Part of a data file:
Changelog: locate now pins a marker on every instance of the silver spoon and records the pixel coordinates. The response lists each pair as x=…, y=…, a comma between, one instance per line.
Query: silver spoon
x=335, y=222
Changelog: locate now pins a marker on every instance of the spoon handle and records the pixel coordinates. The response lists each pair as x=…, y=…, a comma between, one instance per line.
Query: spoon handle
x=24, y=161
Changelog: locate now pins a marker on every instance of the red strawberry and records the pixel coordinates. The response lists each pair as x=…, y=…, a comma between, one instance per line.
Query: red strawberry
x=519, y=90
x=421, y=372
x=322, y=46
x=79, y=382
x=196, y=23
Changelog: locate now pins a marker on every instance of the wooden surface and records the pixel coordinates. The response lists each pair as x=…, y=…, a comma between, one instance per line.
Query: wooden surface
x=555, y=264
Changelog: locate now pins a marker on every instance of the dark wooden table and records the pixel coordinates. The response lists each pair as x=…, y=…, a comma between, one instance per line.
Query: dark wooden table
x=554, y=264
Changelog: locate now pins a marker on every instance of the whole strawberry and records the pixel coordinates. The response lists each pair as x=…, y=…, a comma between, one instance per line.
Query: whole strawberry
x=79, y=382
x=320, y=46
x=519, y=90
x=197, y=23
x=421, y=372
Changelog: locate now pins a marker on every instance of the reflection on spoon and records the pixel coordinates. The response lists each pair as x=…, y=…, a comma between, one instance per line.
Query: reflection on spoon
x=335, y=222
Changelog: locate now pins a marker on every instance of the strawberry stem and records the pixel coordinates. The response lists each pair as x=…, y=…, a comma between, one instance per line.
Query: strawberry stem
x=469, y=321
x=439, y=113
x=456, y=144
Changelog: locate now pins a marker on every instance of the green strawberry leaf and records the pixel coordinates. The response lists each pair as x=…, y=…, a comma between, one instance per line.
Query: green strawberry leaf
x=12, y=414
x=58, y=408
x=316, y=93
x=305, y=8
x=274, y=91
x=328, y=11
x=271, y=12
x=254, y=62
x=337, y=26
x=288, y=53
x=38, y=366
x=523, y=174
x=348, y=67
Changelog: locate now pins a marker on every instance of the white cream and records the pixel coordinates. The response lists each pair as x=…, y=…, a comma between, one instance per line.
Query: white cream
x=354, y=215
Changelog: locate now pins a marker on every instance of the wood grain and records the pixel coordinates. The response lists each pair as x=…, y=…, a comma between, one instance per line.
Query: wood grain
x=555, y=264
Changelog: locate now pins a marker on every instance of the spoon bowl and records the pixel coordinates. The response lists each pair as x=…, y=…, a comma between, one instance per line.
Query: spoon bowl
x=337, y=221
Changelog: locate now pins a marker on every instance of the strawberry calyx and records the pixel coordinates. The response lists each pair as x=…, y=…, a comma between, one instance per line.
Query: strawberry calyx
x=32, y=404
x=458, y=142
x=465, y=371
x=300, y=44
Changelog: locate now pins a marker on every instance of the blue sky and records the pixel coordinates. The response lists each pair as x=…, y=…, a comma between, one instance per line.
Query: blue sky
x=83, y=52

— Request —
From the line holding "the spoon bowl" to the last line of the records, quote each line exactly and add nothing.

— Expected output —
Changelog: locate now pins a marker on every instance of the spoon bowl and records the pixel coordinates. The response lists each pair as x=…, y=…, a comma between, one instance per line.
Query: spoon bowl
x=337, y=221
Changelog: locate now pins a marker on every instance of the strawberry calyx and records the pixel coordinates. The response lists each pair as x=…, y=…, a comma between, one instance per line.
Query: strawberry calyx
x=32, y=404
x=458, y=142
x=465, y=371
x=300, y=44
Changelog: locate now pins a marker on every instance of the blue sky and records the pixel coordinates. The response lists each pair as x=…, y=…, a comma between, one instance per line.
Query: blue sky
x=83, y=52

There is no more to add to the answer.